(Problem to solve):
From the entries below, pull out every line that contains the string "negative" and copy each one. Case counts.

(Collected data entries):
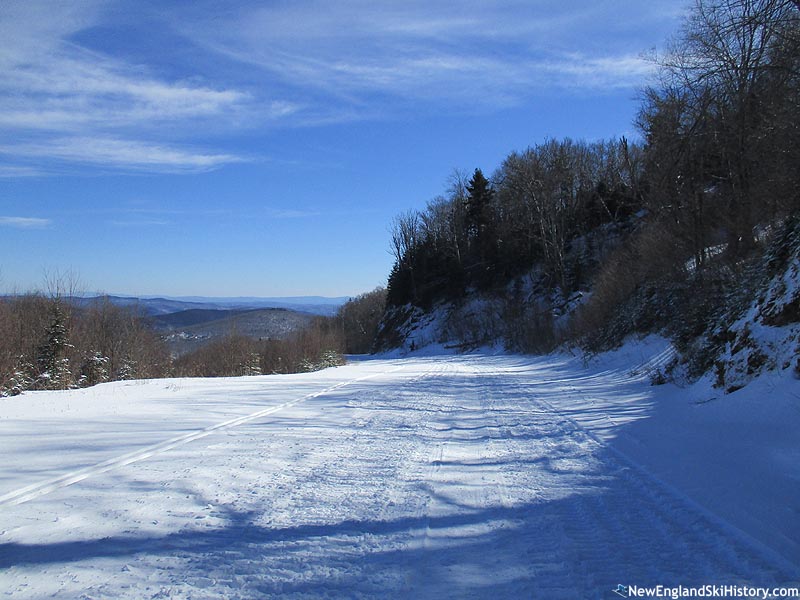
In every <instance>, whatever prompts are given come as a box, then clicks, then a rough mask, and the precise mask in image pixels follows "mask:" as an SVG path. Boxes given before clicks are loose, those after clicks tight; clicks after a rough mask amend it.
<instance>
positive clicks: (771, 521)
mask: <svg viewBox="0 0 800 600" xmlns="http://www.w3.org/2000/svg"><path fill="white" fill-rule="evenodd" d="M671 355H672V350H671V348H670V347H669V346H668V344H666V343H665V342H664V341H662V340H660V339H657V338H650V339H648V340H645V341H644V342H640V343H637V344H629V345H627V346H625V347H624V348H623V349H621V350H620V351H618V352H616V353H614V354H611V355H605V356H603V357H601V358H600V359H599V360H597V361H596V362H594V363H592V364H590V365H588V367H587V366H586V365H585V364H584V363H583V362H582V361H581V360H579V359H575V358H572V357H569V356H551V357H540V358H524V357H518V356H503V355H487V354H472V355H465V356H428V357H416V358H413V357H412V358H406V359H387V358H383V359H372V360H360V361H354V362H352V364H350V365H348V366H345V367H341V368H337V369H328V370H326V371H321V372H317V373H310V374H303V375H290V376H265V377H250V378H237V379H215V380H197V379H195V380H190V379H172V380H152V381H134V382H117V383H110V384H104V385H100V386H96V387H94V388H89V389H84V390H75V391H68V392H34V393H26V394H24V395H23V396H19V397H15V398H9V399H3V400H2V402H0V456H2V458H3V460H2V461H0V589H2V590H3V591H4V592H5V594H6V595H8V596H10V597H13V598H43V597H53V598H168V597H169V598H226V599H227V598H264V597H272V596H278V595H280V596H281V597H290V598H309V597H375V598H387V597H389V598H411V597H414V598H449V597H471V598H548V599H553V598H610V597H616V596H615V595H614V594H613V592H612V590H614V589H616V588H617V586H618V585H619V584H623V585H638V586H648V585H652V586H655V585H657V584H662V585H678V584H681V585H684V586H690V585H705V584H726V585H745V584H747V585H753V586H764V587H775V586H791V585H794V586H796V585H797V584H798V581H800V567H798V565H800V544H799V543H798V540H800V514H798V512H797V506H798V505H800V485H798V482H800V470H798V465H800V455H799V454H798V445H797V440H798V437H797V432H798V430H800V411H798V395H797V392H796V381H795V380H794V379H792V377H791V376H790V374H788V373H783V374H778V375H776V374H768V375H763V376H761V377H760V378H758V379H757V380H756V381H755V382H754V383H753V384H751V385H750V386H748V387H747V388H746V389H745V390H740V391H739V392H736V393H734V394H731V395H729V396H726V397H725V398H724V401H722V400H719V399H717V396H719V394H720V392H719V391H717V390H714V389H713V388H712V387H710V385H708V384H707V383H703V382H701V383H699V384H697V385H695V386H694V387H691V388H688V389H680V388H677V387H675V386H672V385H665V386H658V387H653V386H651V385H650V378H651V376H652V374H653V373H654V372H656V371H657V370H658V369H659V368H661V366H662V365H663V364H665V363H666V362H668V361H669V360H670V358H671Z"/></svg>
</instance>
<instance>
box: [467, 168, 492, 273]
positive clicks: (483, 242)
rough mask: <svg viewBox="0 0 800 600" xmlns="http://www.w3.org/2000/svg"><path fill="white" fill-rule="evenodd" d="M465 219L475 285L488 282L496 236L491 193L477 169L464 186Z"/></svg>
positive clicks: (486, 180) (491, 191) (491, 265)
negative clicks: (473, 268)
mask: <svg viewBox="0 0 800 600" xmlns="http://www.w3.org/2000/svg"><path fill="white" fill-rule="evenodd" d="M467 193H468V195H467V199H466V218H465V225H466V229H467V239H468V240H469V246H470V254H471V255H472V262H473V266H475V267H477V269H476V271H475V280H476V283H477V284H478V285H482V284H485V283H486V282H487V281H488V280H489V279H491V273H492V272H493V270H494V268H495V266H496V265H495V264H494V263H495V260H496V258H497V257H496V254H497V252H496V246H497V244H496V239H495V238H496V236H495V227H494V219H493V212H492V204H493V201H494V190H493V189H492V187H491V184H490V183H489V180H488V179H486V177H484V175H483V172H482V171H481V170H480V169H475V173H473V175H472V179H470V181H469V183H468V185H467Z"/></svg>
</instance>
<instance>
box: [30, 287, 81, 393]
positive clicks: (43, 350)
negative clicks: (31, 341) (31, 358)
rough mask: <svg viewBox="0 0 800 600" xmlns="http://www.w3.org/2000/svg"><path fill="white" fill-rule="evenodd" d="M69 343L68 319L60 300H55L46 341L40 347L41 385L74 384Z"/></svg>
mask: <svg viewBox="0 0 800 600" xmlns="http://www.w3.org/2000/svg"><path fill="white" fill-rule="evenodd" d="M69 347H70V345H69V337H68V329H67V319H66V317H65V315H64V312H63V311H62V310H61V306H60V305H59V303H58V302H54V303H53V306H52V309H51V315H50V324H49V325H48V327H47V331H46V332H45V341H44V343H43V344H42V345H41V346H40V347H39V356H38V360H37V362H38V363H39V377H38V379H39V381H40V386H41V387H43V388H45V389H51V390H65V389H67V388H69V387H70V386H71V385H72V372H71V371H70V365H69V358H67V355H66V353H67V349H68V348H69Z"/></svg>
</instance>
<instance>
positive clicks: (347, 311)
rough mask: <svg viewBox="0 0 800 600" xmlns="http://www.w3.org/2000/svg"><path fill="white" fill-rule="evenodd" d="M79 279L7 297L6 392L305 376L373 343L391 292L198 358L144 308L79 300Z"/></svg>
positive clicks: (2, 339) (4, 338)
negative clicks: (292, 333) (283, 374)
mask: <svg viewBox="0 0 800 600" xmlns="http://www.w3.org/2000/svg"><path fill="white" fill-rule="evenodd" d="M73 287H74V286H73V284H71V283H69V282H67V284H66V285H65V284H64V280H63V279H59V278H54V279H53V280H52V281H50V282H49V285H48V286H47V292H45V293H41V292H38V293H28V294H23V295H16V296H7V297H4V298H0V396H9V395H17V394H20V393H22V392H24V391H26V390H61V389H70V388H76V387H87V386H91V385H95V384H98V383H103V382H106V381H114V380H125V379H143V378H157V377H218V376H238V375H260V374H270V373H297V372H304V371H311V370H316V369H320V368H325V367H329V366H335V365H339V364H343V362H344V357H343V355H344V354H351V353H352V354H357V353H359V354H360V353H365V352H368V351H369V350H370V349H371V344H372V340H373V339H374V337H375V331H376V329H377V326H378V322H379V321H380V319H381V317H382V315H383V308H384V298H385V290H384V289H383V288H378V289H376V290H374V291H372V292H369V293H366V294H362V295H360V296H358V297H355V298H352V299H351V300H350V301H348V302H347V303H345V304H344V305H343V306H342V307H341V308H340V310H339V311H338V313H337V314H336V315H335V316H333V317H319V318H316V319H314V320H313V321H312V323H311V324H310V325H309V326H308V327H306V328H304V329H302V330H299V331H297V332H294V333H293V334H292V335H290V336H288V337H287V338H285V339H275V340H256V339H252V338H248V337H246V336H243V335H240V334H236V333H235V332H232V333H231V334H229V335H228V336H225V337H224V338H222V339H220V340H216V341H214V342H211V343H210V344H208V345H206V346H204V347H201V348H200V349H198V350H196V351H195V352H192V353H190V354H188V355H185V356H181V357H174V356H171V355H170V353H169V351H168V349H167V346H166V343H165V342H164V340H163V339H161V337H160V336H159V335H158V334H157V333H156V332H155V331H154V330H153V328H152V327H151V324H150V322H149V321H148V319H147V318H146V316H144V315H142V314H139V313H138V312H137V310H136V308H133V307H120V306H116V305H114V304H113V303H112V302H111V301H110V300H109V299H108V298H104V297H100V298H97V299H95V300H93V301H92V302H89V303H87V302H85V301H77V297H76V295H75V290H74V289H72V288H73Z"/></svg>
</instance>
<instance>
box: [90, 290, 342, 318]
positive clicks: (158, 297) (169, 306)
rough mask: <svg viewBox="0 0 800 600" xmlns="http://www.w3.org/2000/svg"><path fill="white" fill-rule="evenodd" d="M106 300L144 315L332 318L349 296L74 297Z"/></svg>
mask: <svg viewBox="0 0 800 600" xmlns="http://www.w3.org/2000/svg"><path fill="white" fill-rule="evenodd" d="M102 298H105V299H107V300H108V301H109V302H111V303H112V304H114V305H116V306H134V307H137V308H139V310H141V311H142V312H143V313H144V314H145V315H147V316H159V315H168V314H172V313H177V312H181V311H185V310H192V309H197V310H253V309H263V308H285V309H288V310H292V311H296V312H301V313H309V314H312V315H321V316H332V315H334V314H336V311H338V310H339V307H341V306H342V304H344V303H345V302H347V300H349V297H347V296H340V297H334V298H328V297H325V296H287V297H274V298H260V297H255V296H238V297H209V296H178V297H174V296H126V295H113V294H112V295H102V294H97V295H88V296H82V297H80V298H76V299H75V302H76V303H77V304H80V305H87V304H91V303H92V302H95V301H97V300H98V299H102Z"/></svg>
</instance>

(Exercise solution):
negative clicks: (473, 268)
negative clicks: (31, 341) (31, 358)
negative clicks: (292, 333) (283, 374)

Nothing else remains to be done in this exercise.